===== RECORDS SUPPLIED =====
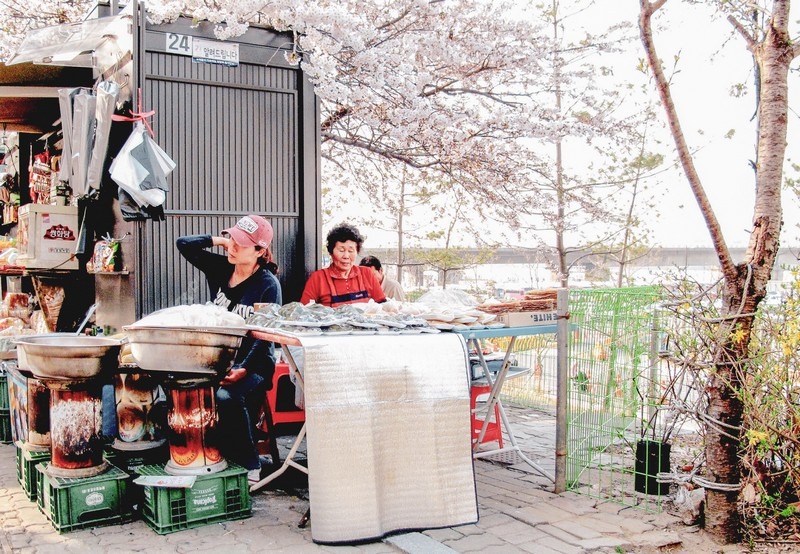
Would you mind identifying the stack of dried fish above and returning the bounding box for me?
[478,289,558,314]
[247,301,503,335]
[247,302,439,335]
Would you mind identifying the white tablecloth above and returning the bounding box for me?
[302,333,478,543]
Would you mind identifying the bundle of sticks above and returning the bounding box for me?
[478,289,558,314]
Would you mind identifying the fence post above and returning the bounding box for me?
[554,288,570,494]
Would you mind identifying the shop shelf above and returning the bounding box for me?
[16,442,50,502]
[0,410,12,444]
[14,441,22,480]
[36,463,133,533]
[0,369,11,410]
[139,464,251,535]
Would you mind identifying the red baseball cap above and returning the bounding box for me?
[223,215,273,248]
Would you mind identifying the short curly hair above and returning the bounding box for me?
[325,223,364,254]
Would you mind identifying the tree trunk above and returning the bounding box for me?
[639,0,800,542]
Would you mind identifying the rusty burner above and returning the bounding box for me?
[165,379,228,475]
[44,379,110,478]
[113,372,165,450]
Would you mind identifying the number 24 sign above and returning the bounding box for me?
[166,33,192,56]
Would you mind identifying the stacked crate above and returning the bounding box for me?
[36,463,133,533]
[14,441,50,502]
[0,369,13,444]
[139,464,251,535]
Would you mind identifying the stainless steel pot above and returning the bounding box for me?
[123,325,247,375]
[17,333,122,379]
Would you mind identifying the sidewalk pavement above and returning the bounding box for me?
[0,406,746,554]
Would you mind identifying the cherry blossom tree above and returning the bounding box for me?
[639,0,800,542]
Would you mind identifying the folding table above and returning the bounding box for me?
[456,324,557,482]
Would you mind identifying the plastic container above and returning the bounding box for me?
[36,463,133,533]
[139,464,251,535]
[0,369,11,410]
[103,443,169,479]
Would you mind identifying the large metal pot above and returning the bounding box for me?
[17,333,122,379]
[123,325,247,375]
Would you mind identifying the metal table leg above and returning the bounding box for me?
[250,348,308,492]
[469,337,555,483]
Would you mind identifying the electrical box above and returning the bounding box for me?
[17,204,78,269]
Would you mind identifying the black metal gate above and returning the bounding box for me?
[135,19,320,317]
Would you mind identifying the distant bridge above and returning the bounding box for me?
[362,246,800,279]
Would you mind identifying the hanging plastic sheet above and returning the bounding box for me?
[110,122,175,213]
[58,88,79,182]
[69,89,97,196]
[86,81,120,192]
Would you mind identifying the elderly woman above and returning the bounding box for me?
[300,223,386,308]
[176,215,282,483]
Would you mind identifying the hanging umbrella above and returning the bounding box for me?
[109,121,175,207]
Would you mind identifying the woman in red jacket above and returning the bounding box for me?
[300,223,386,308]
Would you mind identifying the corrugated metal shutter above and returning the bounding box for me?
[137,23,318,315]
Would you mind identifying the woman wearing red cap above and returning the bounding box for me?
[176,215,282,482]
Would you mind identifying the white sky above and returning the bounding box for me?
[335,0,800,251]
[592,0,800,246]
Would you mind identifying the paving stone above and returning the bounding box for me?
=====
GIVEN REQUEST: Update the listing by changing every instance of "Would you mind" to "Do you mind", keeping everything else the same. Reproduce the result without the pictures.

FINISHED TASK:
Do you mind identifying the stack of dried fish above and returning the bounding box for me?
[478,289,558,314]
[247,301,503,335]
[247,302,439,335]
Do you mind identifying the white tablecloth above and returning the bounding box for me?
[302,333,478,543]
Do you mind identifying the bundle of sticks above and returning the bounding box for me?
[478,289,558,314]
Do you mind identifying the fence post above and returning the bounding box for me?
[554,288,570,494]
Do you mind identifying the shop shelf above and returning the bounding box for me?
[16,442,50,502]
[0,410,12,444]
[14,441,22,480]
[36,463,133,533]
[0,369,11,410]
[139,464,251,535]
Do you mind identifying the red baseball cap above and returning the bounding box for me?
[223,215,273,248]
Do you mind identifying the short curly hair above and returning the bounding box for me?
[325,223,364,254]
Do you mind identifying the tree trunk above and returning the bounding box for me?
[639,0,800,542]
Do you mind identifying the rusty burner above and returning the bounding box for me?
[165,379,228,475]
[44,379,110,478]
[113,372,165,450]
Do you mind identifying the number 24 sign above and returning the bounding box for me?
[166,33,192,56]
Do you mind identifying the stacked crate above and returning the bounding box for me?
[36,463,133,533]
[14,441,50,502]
[0,369,13,444]
[139,464,251,535]
Do you mind identifying the stainless steel pot above and returning the bounding box for me?
[123,325,247,375]
[17,333,122,379]
Do you mind identifying the sidewalk pavement above and returning the bounding box for me?
[0,406,746,554]
Do you mind identifying the cherry blossom tree above and returning the bounding box for me?
[639,0,800,542]
Do you mind identifying the folding table above and returning the bounding box for me?
[456,324,557,482]
Do you mind identifying the plastic container above and returning the bounding box for me?
[36,463,133,533]
[139,464,251,535]
[0,369,11,410]
[103,443,169,479]
Do you mind identifying the large metal pot above and returning the bounding box for me?
[17,333,122,379]
[123,325,247,375]
Do you mind identifying the metal table leg above and returning the bounding box for me?
[250,348,308,492]
[469,337,555,483]
Do you mind identifying the electrical box above and returning the bounding box for me?
[17,204,78,269]
Do you mind identifying the black metal gate above and returning the bounding box for me?
[135,19,320,317]
Do you mind identifying the distant bridge above and returning the bounding box for me?
[362,246,800,279]
Do you mind identifying the hanging plastic sheet above and returning the bounding box for me?
[110,122,175,213]
[58,88,79,182]
[69,89,97,196]
[86,81,120,192]
Do you mind identifying the elderly woman above and returning the bounding box for me?
[300,223,386,308]
[176,215,282,483]
Do you mind identifying the hanging umbrella above and returning the bounding box for me?
[109,121,175,207]
Do you mind identifying the woman in red jacket above and returning the bounding box for me?
[300,223,386,308]
Do you mind identifying the corrugated metal shutter above and returning the bounding box for me?
[137,23,318,315]
Do you mind identifying the woman wearing red cap above and returning the bounding box for me?
[176,215,282,482]
Do you mind identifying the white sky above and returning the bounding box for me?
[335,0,800,251]
[592,0,800,246]
Do you mind identifying the paving stone above and returning the bounding box for me?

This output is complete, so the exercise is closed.